**DESCRIPTION OF THE TASK**
Could you quote these lines of data word for word, leaving out the pictures?

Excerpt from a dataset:
= = = = = = =
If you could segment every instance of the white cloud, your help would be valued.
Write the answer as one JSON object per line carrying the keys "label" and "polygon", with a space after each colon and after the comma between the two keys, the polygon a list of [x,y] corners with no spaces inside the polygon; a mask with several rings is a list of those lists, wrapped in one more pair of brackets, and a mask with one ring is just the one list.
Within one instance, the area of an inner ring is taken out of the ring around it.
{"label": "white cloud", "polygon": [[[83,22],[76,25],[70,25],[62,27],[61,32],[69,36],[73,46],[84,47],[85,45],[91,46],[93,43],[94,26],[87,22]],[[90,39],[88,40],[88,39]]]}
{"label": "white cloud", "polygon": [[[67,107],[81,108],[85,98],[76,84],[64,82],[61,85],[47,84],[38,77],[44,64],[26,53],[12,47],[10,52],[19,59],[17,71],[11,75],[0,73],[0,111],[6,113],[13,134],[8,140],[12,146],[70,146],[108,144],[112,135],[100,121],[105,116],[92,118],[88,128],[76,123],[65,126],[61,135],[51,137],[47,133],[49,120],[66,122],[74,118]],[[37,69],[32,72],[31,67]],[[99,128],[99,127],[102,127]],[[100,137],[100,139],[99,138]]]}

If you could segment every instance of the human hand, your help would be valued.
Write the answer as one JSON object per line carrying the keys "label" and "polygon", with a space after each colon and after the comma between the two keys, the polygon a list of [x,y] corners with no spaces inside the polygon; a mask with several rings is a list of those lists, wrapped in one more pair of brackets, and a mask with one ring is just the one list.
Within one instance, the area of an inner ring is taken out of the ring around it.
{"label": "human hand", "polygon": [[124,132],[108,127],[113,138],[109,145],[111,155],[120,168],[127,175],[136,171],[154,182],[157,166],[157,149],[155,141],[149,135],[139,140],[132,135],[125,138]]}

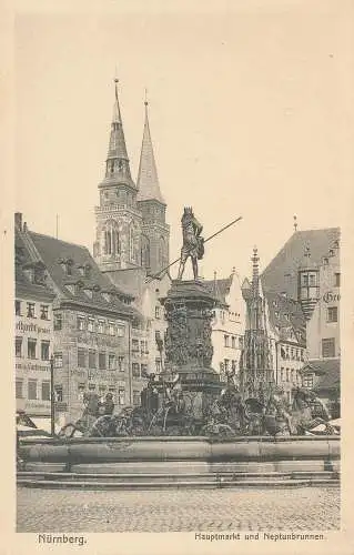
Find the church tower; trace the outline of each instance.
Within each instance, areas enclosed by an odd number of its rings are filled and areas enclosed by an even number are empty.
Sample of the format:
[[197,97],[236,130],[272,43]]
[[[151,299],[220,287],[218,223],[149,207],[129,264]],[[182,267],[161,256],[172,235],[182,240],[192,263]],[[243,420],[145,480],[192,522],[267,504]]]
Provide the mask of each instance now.
[[104,179],[99,184],[95,206],[97,238],[93,255],[102,271],[141,266],[142,216],[136,204],[138,188],[131,178],[114,80],[115,100]]
[[149,275],[161,272],[170,260],[170,226],[165,223],[166,203],[161,194],[150,134],[148,101],[138,173],[138,206],[142,213],[142,265]]

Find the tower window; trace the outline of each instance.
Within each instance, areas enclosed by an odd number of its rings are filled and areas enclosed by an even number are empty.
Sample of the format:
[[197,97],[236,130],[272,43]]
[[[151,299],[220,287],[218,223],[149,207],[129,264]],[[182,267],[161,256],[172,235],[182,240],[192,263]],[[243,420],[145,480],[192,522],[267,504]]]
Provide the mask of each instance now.
[[337,322],[338,321],[338,309],[337,306],[330,306],[327,309],[327,322]]
[[322,356],[324,359],[331,359],[335,356],[335,342],[334,337],[328,337],[322,340]]

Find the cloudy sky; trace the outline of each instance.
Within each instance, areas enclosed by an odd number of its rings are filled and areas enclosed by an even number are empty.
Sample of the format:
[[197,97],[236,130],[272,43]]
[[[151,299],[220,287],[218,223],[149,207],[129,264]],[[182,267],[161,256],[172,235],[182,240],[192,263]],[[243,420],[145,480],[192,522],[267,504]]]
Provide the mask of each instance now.
[[[240,2],[240,4],[245,2]],[[252,4],[254,2],[251,2]],[[16,19],[16,209],[29,228],[92,251],[115,67],[136,178],[144,88],[171,258],[192,205],[205,278],[264,268],[293,232],[343,223],[350,157],[345,12],[336,2]],[[276,6],[277,4],[277,8]],[[202,6],[202,4],[201,4]]]

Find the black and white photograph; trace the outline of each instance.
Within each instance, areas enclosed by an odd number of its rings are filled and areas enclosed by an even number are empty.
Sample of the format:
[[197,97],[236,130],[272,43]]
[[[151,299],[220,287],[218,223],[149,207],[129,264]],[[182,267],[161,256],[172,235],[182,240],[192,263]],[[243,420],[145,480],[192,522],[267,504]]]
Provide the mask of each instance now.
[[118,4],[13,20],[17,536],[324,553],[353,11]]

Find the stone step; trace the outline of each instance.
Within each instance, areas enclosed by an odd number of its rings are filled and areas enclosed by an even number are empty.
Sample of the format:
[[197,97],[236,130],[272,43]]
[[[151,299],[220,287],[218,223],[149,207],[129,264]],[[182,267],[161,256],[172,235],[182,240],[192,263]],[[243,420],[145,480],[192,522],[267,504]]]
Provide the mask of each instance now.
[[327,478],[305,480],[277,480],[277,481],[176,481],[176,482],[107,482],[107,481],[53,481],[53,480],[27,480],[19,478],[17,485],[20,487],[39,488],[79,488],[79,490],[161,490],[161,488],[223,488],[223,487],[304,487],[304,486],[336,486],[338,481]]

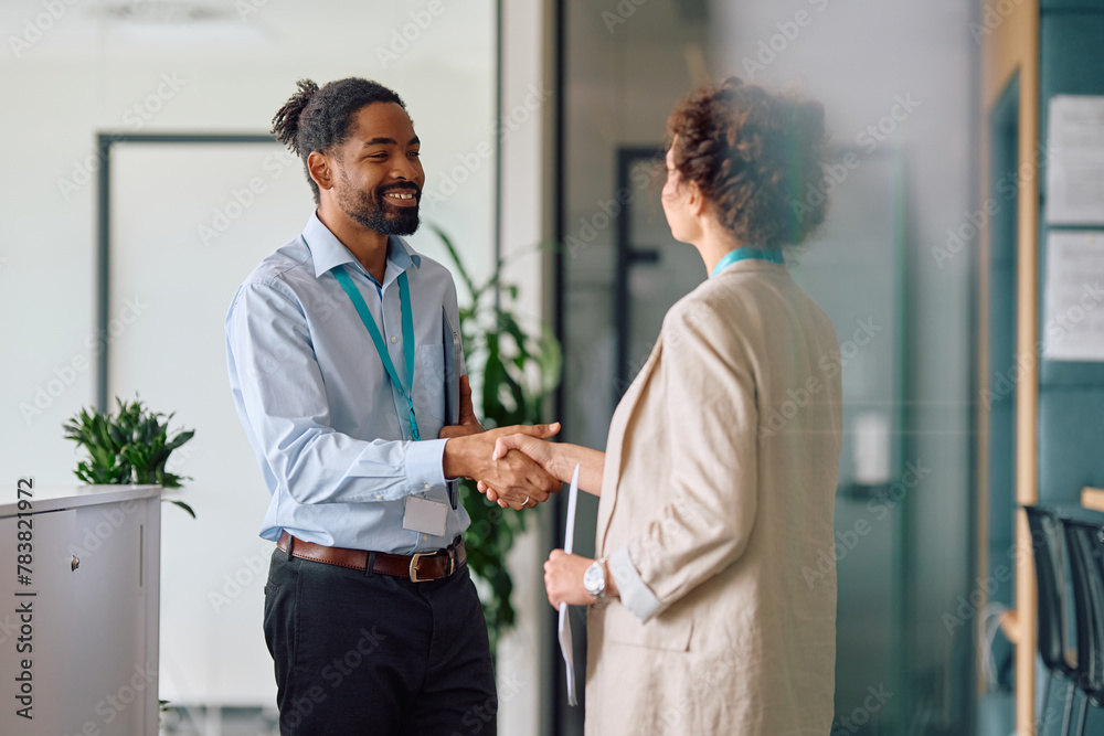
= = = = = = =
**EXERCISE RESPONSE**
If you could segment every instance of the white cloud, your help would be valued.
Write the answer as one JSON object per line carrying the keys "label" and "polygon", with a space after each colon and after the comma between the two keys, the polygon a list of [x,y] corners with no spaces inside the polygon; a mask with several rings is a list of those lists, wrapped in one more pair of brackets, and a mask with one ring is just the one list.
Within one instance, the area of an inner ring is taken out of the ring around it.
{"label": "white cloud", "polygon": [[[83,22],[76,25],[70,25],[62,27],[61,32],[69,36],[73,46],[84,47],[85,45],[91,46],[93,43],[94,26],[87,22]],[[90,39],[88,40],[88,39]]]}
{"label": "white cloud", "polygon": [[[67,107],[81,108],[85,98],[76,84],[64,82],[61,85],[47,84],[38,77],[44,64],[26,53],[12,47],[10,52],[19,59],[17,71],[11,75],[0,73],[0,111],[6,113],[13,134],[8,140],[12,146],[70,146],[108,144],[112,135],[100,121],[105,116],[92,118],[88,128],[76,123],[65,126],[61,135],[51,137],[47,133],[49,120],[66,122],[74,118]],[[37,69],[32,72],[31,67]],[[99,128],[99,127],[102,127]],[[100,137],[100,139],[99,138]]]}

If you could segment every instance of the human hand, your help would be valued.
Write the answer as one JSON object per line carrying the keys "label" and "polygon", with a space after each colon and after the comma between the two keys, the polygon a list of [x,y] corners with no spaces inside the polygon; a mask with several rings is a list of those lists, wrapped in one more pair of brackets, and a mask with one ring is just the one list.
Within one instance, the area of an inner ring is taken out of the ring around it.
{"label": "human hand", "polygon": [[124,132],[108,127],[113,138],[109,145],[111,155],[120,168],[127,175],[136,171],[154,182],[157,166],[157,149],[155,141],[149,135],[139,140],[132,135],[125,138]]}

Find the church tower; trace the outline of each instance.
Within each instance, areas enclosed by an odd number of its rings are filled and areas enclosed by an even number are empty.
Sample of the format:
[[197,97],[236,130],[272,43]]
[[[151,299],[220,287],[218,223],[149,207],[129,264]],[[182,267],[161,256],[172,235],[182,240],[192,263]],[[243,420],[145,480],[192,522],[267,504]]]
Provide the mask of each instance now.
[[104,179],[99,184],[95,206],[97,238],[93,255],[102,271],[141,266],[142,216],[136,204],[138,188],[131,178],[114,80],[115,100]]
[[149,275],[161,272],[170,260],[170,226],[165,223],[166,203],[161,194],[150,134],[148,101],[138,173],[138,206],[142,213],[142,265]]

Find the tower window; trace the outline of each instance.
Within each instance, areas enclosed by an odd number of its rings are filled and areas enclosed by an even number are empty.
Sample of the format:
[[197,97],[236,130],[272,43]]
[[[151,299],[220,287],[218,223],[149,207],[129,264]],[[182,267],[161,256],[172,235],[182,240],[192,263]],[[243,420],[145,480],[192,522],[267,504]]]
Provide the mask of each instance now.
[[337,322],[338,321],[338,309],[337,306],[330,306],[327,309],[327,322]]
[[322,356],[324,359],[331,359],[335,356],[335,342],[334,337],[328,337],[322,340]]

Find the cloudy sky; trace the outline of each instance.
Within each instance, areas enclosed by an odd number of its rings are filled and areas enclosed by an even number are empty.
Sample of the format:
[[197,97],[236,130],[272,43]]
[[[151,299],[220,287],[218,223],[149,207],[129,264]],[[182,267],[161,256],[172,235],[182,240],[192,263]],[[243,420],[145,480],[192,522],[267,504]]]
Provide the mask of each instance now.
[[[240,2],[240,4],[245,2]],[[252,4],[254,2],[251,2]],[[16,19],[16,209],[29,228],[92,251],[115,67],[136,178],[144,88],[171,258],[192,205],[205,278],[264,268],[293,232],[343,223],[350,157],[345,12],[336,2]],[[276,6],[277,4],[277,8]],[[202,6],[202,4],[201,4]]]

Find the black and white photograph; trace the outline of each instance.
Within each instance, areas enclosed by an odd number of its rings are filled and areas enclosed by an even number are empty.
Sample of the format:
[[197,97],[236,130],[272,43]]
[[[151,299],[220,287],[218,223],[149,207],[129,264]],[[182,267],[161,256],[172,235],[182,240],[192,263]],[[243,420],[145,480],[192,522],[267,504]]]
Provide the mask of each instance now.
[[118,4],[13,20],[17,536],[324,553],[353,11]]

Find the stone step; trace the outline of each instance.
Within each instance, areas enclosed by an odd number of its rings are filled and areas enclosed by an even number are empty.
Sample of the format:
[[197,97],[236,130],[272,43]]
[[[151,299],[220,287],[218,223],[149,207],[129,264]],[[182,267],[161,256],[172,235],[182,240],[192,263]],[[243,420],[145,480],[192,522],[267,504]]]
Provide the mask of each instance now.
[[327,478],[305,480],[277,480],[277,481],[176,481],[176,482],[107,482],[107,481],[53,481],[53,480],[27,480],[19,478],[17,485],[20,487],[39,488],[79,488],[79,490],[161,490],[161,488],[223,488],[223,487],[304,487],[304,486],[336,486],[338,481]]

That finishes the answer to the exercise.